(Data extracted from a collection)

** begin **

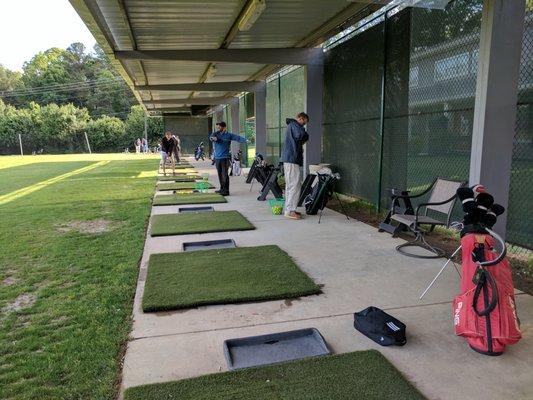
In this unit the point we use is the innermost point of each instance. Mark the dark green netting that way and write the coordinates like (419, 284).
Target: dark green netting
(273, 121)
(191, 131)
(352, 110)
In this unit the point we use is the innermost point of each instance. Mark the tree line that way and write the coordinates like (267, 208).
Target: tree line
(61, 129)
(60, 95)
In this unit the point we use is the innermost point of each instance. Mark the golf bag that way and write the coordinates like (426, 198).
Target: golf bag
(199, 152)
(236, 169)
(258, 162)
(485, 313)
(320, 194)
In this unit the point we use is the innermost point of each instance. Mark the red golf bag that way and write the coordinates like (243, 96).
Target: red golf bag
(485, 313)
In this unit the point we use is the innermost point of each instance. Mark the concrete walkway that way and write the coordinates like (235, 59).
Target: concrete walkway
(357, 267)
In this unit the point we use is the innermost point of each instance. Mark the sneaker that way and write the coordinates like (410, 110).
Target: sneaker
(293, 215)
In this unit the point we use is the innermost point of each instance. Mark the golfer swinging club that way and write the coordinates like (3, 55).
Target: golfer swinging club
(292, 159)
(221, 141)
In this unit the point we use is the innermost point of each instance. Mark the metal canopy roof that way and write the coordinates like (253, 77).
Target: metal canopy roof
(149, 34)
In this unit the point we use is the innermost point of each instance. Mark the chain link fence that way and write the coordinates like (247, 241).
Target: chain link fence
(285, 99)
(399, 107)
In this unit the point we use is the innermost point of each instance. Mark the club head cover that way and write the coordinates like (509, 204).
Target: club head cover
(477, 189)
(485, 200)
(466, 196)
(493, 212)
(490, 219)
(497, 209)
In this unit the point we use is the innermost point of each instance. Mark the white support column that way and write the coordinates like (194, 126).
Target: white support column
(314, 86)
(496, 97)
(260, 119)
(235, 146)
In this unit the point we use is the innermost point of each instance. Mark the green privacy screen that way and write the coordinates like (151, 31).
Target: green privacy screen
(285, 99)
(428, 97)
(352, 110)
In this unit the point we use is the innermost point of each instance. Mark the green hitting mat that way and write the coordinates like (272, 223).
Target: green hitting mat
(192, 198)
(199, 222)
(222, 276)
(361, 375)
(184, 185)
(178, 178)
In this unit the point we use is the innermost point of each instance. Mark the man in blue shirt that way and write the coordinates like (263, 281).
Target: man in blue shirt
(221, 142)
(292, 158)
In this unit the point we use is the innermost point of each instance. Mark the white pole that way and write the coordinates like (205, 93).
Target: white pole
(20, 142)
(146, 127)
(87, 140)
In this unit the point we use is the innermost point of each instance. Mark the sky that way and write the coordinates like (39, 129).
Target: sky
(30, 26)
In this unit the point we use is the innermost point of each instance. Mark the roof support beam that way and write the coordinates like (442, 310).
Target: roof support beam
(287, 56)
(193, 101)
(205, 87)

** end **
** begin **

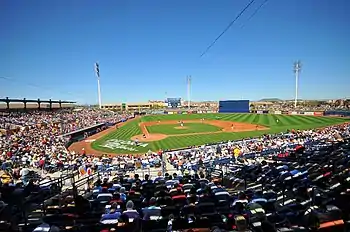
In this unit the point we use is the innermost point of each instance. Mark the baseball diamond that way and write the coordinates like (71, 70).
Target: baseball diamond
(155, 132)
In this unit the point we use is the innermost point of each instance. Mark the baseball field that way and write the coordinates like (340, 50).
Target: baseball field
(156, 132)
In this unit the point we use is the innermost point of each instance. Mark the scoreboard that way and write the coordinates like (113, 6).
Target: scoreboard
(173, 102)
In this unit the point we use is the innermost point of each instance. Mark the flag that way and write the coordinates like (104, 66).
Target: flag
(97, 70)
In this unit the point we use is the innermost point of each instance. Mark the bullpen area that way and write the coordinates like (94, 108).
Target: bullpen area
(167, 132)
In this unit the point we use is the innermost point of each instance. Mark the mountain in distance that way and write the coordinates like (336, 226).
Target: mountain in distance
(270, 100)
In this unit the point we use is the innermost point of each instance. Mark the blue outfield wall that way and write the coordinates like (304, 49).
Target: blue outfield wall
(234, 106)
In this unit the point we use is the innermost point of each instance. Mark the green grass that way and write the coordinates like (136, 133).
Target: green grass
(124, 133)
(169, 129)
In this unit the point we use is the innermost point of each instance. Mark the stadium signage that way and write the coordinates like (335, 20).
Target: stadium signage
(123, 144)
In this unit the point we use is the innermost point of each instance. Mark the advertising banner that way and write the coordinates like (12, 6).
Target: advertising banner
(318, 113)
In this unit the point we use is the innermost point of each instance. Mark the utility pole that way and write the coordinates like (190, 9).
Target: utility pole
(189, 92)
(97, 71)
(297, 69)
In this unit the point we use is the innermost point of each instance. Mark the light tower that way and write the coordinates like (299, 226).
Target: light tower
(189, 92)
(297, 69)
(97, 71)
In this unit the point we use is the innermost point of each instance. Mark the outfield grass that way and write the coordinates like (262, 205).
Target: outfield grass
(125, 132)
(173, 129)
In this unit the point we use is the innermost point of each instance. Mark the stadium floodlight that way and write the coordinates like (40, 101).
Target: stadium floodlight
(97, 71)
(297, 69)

** end **

Filter the material above down to the lines that contain the word "walkway", and copy each such line.

In this unit the point we use is the innermost point of each instance. Mark the concrete walkway that way and write the coordinates like (235, 59).
Target: concrete walkway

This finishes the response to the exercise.